> _What you will do_
Arrange the lines of the records below as a Markdown table with the columns Row and Line, numbering each row and skipping blank lines. Leave the pictures out.

..........

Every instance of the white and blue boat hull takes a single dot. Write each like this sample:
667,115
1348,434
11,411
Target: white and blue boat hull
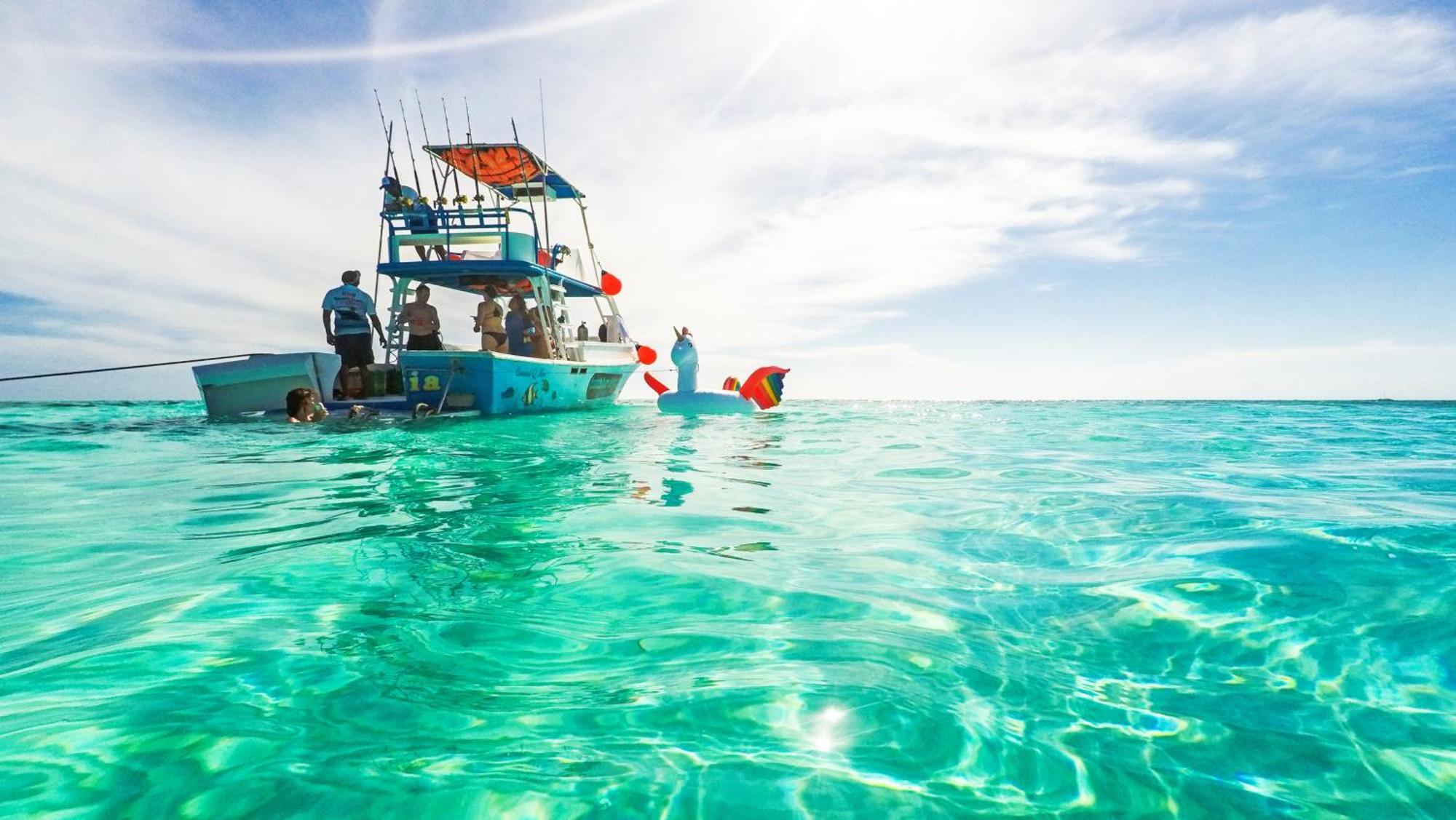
500,384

..........

> _Exercise output_
| Row | Line |
|---|---|
| 1 | Every instance of the white and blue boat hull takes a single dot. Write each like this sample: |
| 2 | 667,115 |
| 3 | 1348,434 |
| 4 | 11,411 |
| 5 | Target: white and blue boat hull |
| 6 | 500,384 |